PROBLEM TO SOLVE: Write out the data word for word, taking care that no picture is carried over.

═════ SOURCE DATA ═════

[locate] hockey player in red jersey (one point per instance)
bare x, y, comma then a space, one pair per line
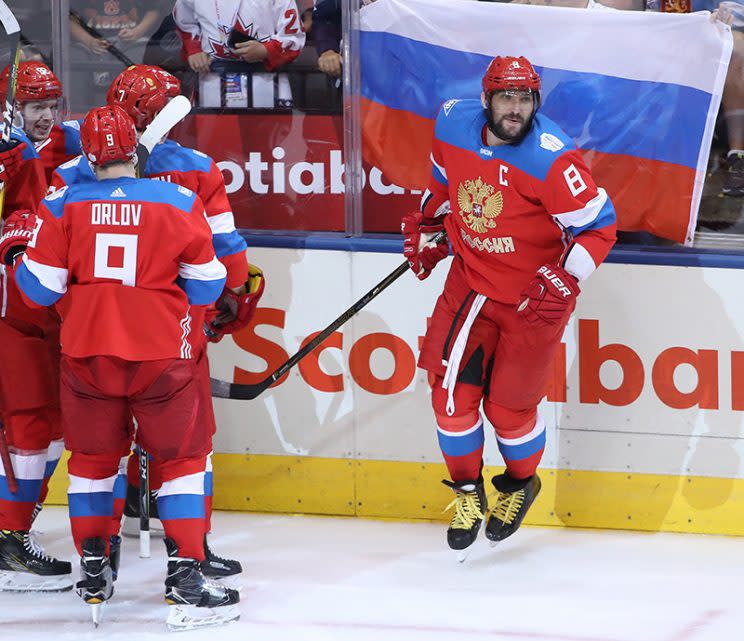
29, 396
142, 91
38, 92
527, 224
122, 249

═════

TASK OUTPUT:
[locate] hockey player in red jersey (one point per instance)
bare x, y, comma then a space, one pair per line
29, 396
142, 91
38, 92
527, 224
122, 249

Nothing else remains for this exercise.